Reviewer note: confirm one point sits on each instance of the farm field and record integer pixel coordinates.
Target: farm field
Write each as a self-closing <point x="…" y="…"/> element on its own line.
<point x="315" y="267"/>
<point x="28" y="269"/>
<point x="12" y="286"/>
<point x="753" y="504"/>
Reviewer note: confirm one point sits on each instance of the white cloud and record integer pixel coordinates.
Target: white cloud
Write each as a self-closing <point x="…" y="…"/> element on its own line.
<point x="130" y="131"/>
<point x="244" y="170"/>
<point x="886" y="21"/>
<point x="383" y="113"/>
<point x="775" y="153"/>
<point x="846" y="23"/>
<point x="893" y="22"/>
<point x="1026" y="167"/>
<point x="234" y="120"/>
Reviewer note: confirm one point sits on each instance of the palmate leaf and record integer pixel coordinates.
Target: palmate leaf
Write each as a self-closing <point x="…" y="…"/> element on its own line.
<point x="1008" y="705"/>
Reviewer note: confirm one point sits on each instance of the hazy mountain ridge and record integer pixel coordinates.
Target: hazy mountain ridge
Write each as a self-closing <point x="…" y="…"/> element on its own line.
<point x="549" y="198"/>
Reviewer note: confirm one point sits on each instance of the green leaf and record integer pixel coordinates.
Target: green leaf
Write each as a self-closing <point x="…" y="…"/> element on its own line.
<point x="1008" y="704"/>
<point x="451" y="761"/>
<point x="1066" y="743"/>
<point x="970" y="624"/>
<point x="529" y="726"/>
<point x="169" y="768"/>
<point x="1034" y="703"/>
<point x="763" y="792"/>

*Exercise instructions*.
Copy only this part of the entries above: the line with "green leaf and record integer pixel coordinates.", the line with "Target: green leaf", and the lines between, all exactly as written.

*Output of the task*.
Reviewer note: confirm one point sits on each instance of the green leaf and record integer pixel coordinates.
Target: green leaf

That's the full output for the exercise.